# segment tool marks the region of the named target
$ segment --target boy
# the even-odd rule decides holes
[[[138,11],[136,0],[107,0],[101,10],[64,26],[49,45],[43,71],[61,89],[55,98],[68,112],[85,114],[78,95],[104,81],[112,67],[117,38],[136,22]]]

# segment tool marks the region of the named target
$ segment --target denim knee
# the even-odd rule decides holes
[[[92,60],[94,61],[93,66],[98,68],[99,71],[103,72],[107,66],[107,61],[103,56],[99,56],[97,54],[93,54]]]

◆ **DIRECTIONS**
Output the items above as a two-column CSV with the header columns "command" and "outline". Give one row per item, with the item's segment command in "command" and its answer in "outline", each field in double quotes and any line breaks replaced by spaces.

◆ **RESPONSE TO THE TASK**
command,outline
"# segment tool marks the region of the named target $ segment --target boy # the even-odd rule decides holes","[[[138,11],[136,0],[107,0],[101,10],[64,26],[49,45],[43,71],[61,89],[55,98],[68,112],[85,114],[78,95],[104,81],[112,67],[117,38],[136,22]]]"
"# segment tool marks the region of the named target $ segment --target denim knee # the even-odd rule decides holes","[[[92,60],[94,61],[93,66],[98,68],[99,71],[103,72],[107,66],[107,61],[103,56],[99,56],[97,54],[93,54]]]"